*** Extrait présenté ***

Depuis ce bien triste jeudi du dit joli mois de mai, tout remonte… Comme des Eaux de mars qui recouvriraient tout le reste. Me revient comme si c’était hier le souvenir de notre première rencontre, pas banale, puisqu’elle eut lieu à Libreville, au Gabon, en 1972. Comme nous le ferons plus tard à Djibouti, avec ma chère et tendre, nous nous étions « acoquinés » avec le directeur du centre culturel français pour qu’il fasse venir des chanteurs. Étant l’un des deux journalistes français vivant sur place mais le seul travaillant pour et avec des Gabonais (le second était le correspondant de l’agence France-Presse), j’eus droit à une rencontre professionnelle aussi privilégiée que décontractée, avant que le directeur du centre culturel n’organise un dîner amical chez lui… Il y avait seulement trois ans que Georges avait sorti son Métèque, premier album officiel, et deux ans que nous l’avions découvert en scène, enthousiastes, dans son premier grand récital parisien à Bobino (cf. l’album Bobino 70 avec déjà Le Temps de vivre, Votre fille a vingt ans, Ma liberté, Dire qu’il faudra mourir un jour…).
   
   
Tant professionnellement (à travers Paroles et Musique, Chorus et même l’édition, puisque je serai en 2005 l’éditeur de sa très belle biographie, signée Louis-Jean Calvet, préfacée par lui-même : Georges Moustaki, La Ballade du Métèque, Fayard/Chorus) que personnellement, le contact ne sera jamais rompu, bien au contraire. Et quand nous n’avions pas de ses nouvelles en direct (surtout des courriels, réguliers, voire un commentaire couv-livreici ou là posté sur ce blog, nous en recevions toujours par l’intermédiaire de notre ami commun Marc Legras, qui fut non seulement l’un de nos excellents (et indéfectibles) collaborateurs depuis la création du « mensuel de la chanson vivante » en 1980 mais aussi l’un des journalistes les plus proches du chanteur à tous points de vue. Et depuis longtemps : il se souvient de cette première lettre, reçue en 1975, par laquelle Georges Moustaki émettait le souhait de le rencontrer (à l’époque, Marc animait une émission de chanson sur France Culture), ce qui fut fait cette année-là chez lui, dans l’île Saint-Louis… où je l’avais moi-même croisé, curieux hasard, un jour de 1970 (il descendait de sa moto – c’était L’Homme à la moto de Piaf !) où j’étais allé rendre visite à Frédéric Dard qui vivait alors dans une artère voisine, la rue Budé.

***

→ **Objectif du travail**
Poursuivez, s'il vous plaît, le récit de souvenirs sur Georges Moustaki présenté ci-dessus, en partant de sa dernière phrase.

*** Données fournies ***

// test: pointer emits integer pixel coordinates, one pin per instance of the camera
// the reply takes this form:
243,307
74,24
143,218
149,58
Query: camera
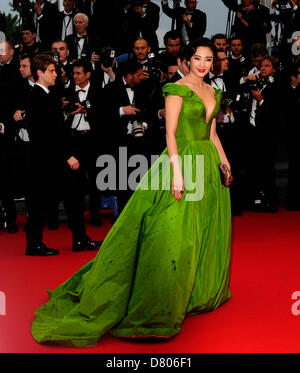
153,67
230,101
107,56
259,83
137,123
71,106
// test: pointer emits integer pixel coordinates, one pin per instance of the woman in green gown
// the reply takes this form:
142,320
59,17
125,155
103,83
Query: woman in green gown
168,254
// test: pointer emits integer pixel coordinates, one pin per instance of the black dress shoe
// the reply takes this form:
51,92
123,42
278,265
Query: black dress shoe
12,228
40,250
86,243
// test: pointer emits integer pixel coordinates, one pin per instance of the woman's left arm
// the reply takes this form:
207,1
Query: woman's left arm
216,141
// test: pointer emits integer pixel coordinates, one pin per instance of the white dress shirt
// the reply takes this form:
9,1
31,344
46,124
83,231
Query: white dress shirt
67,25
36,19
79,123
80,45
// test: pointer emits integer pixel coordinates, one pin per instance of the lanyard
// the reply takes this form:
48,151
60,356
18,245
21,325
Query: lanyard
66,25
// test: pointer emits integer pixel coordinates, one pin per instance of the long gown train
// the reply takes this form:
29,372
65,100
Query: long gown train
162,259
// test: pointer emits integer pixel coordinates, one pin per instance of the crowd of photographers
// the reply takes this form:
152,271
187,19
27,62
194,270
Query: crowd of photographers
109,77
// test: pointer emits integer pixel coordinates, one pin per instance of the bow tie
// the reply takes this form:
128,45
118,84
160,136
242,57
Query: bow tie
81,37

***

→ **Réponse proposée**
  
Plus tard, Marc Legras sera non seulement l’auteur des principaux (et nombreux) articles que nous lui consacrerons durant trente ans (rencontres, témoignages, comptes rendus de spectacles, critiques de disques…), dont l’important dossier de Chorus n° 15 du printemps 1996 (avec Francis Vernhet aux photos de scène et d’entretien), mais aussi son miroir ou son double pour cinq ouvrages réalisés en commun. Notamment un livre d’entretiens, Un chat d’Alexandrie (De Fallois, 2002), un autre cosigné : Chaque instant est toute une vie... (Le Marque-pages, 2005), puis le Petit abécédaire d'un amoureux de la chanson (L’Archipel, 2012) et enfin Éphémère éternité, anthologie parue le 7 mars 2013 : « Il a pas mal traîné, me rappelait Marc, avant d’accepter ce titre… »
  
C’est du reste par l’intermédiaire de Marc que « Jo » réagit au sujet que je venais de consacrer à cet ouvrage (et dès le lendemain de sa mise en ligne !), le 2 avril. À Marc, il disait : « Merci pour le papier de Fred. Il est bien documenté et bien formulé. Plus que sympa. Tu pourras lui dire. » Aujourd’hui, il y aurait tant à dire sur Georges… Mais c’est tôt et c’est dur. Pour l’amour et la mémoire, je sais pourtant qu’il me faut tenter de dire un petit quelque chose de plus… ou de moins… De plus personnel ou de moins conventionnel que ces hommages officiels qui ont plu toute la journée de jeudi. François Morel, lui, a su quoi dire, le lendemain matin, dans sa chronique hebdomadaire de France Inter. Témoignage bouleversant. Au chagrin, François, tu nous as rajouté des larmes, mais des larmes comme des pansements au cœur, velours-velours dirait Souchon, des larmes de fraternité partagée. Alors oui, je vais le faire. Mais en sachant déjà qu’au bout du compte, au bout de ces lignes, je parviendrai au même constat que Jo dans son album éponyme de 1996 : Tout reste à dire
 
moustaki-montauban.jpg
   
Comment commencer ? Peut-être, puisque c’était déjà en mai, comme le mois de sa naissance et de son envol, en rappelant qu’en 1991 le festival Alors… Chante ! de Montauban avait choisi d’en faire l’invité d’honneur de sa sixième édition (voir photo ci-dessus avec Francis Lemarque, Jo Masure – le directeur – et Catherine Le Forestier). C’était un an avant que le même hommage soit rendu (du vivant des artistes !) à Léo Ferré… en présence de Georges (voir vidéo), revenu spécialement sur les rives du Tarn, aux côtés notamment de son ami Leny Escudero (avec lequel il avait partagé bien des luttes sociales, se rendant sur le terrain, à Cléon ou ailleurs, en toute discrétion).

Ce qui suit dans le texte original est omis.